§ TEXT SHOWN
Program notes:

October 25, 2009

Johann Sebastian Bach

While the Baroque era lasted for only approximately 150 years, the music form this period (1600 – 1750) has influenced and developed later periods for almost 200 years. Johann Sebastian Bach’s works from  his large musical output has been used in various settings, from liturgical services to technical studies to rich performances. Bach’s Partita No. 4 in D major, originally published separately in 1728, was compiled in 1731 as one of six partitas in a set titled, the Clavier Übung (Keyboard Exercise). Along with his English and French suites, the Partitas were Baroque-style collections of dances for solo keyboard. Like the Classical-style sonata that followed, the Baroque Partitas were composed with a strict formal scheme in mind. The first movement, the French overture (so-called “French” because the form was developed by the 17th century French composer Jean-Baptiste Lully), begins with a slow section, filled with dotted-rhythms, and is followed with the fugue, a style of composition in which a melodic figure is played and imitated in succession as different “voices.” The partita continues with the slow Allemande dance and the fast Courante. The series of dances is interrupted with a brief, yet charming melody in the Aria. Both the Sarabande and Minuet are slow triple meter dances, while the Gigue concludes the suite as a lively and rich triple meter dance that brings the fugue, one of the hallmarks of the Baroque era, to the forefront.

§ EXERCISE
In the program notes on Bach, what English translation is given for the title Clavier Übung?

§ GIVEN INFORMATION
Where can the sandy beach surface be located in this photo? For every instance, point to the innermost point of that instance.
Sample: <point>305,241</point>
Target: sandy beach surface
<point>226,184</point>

§ EXERCISE SOLUTION
Keyboard Exercise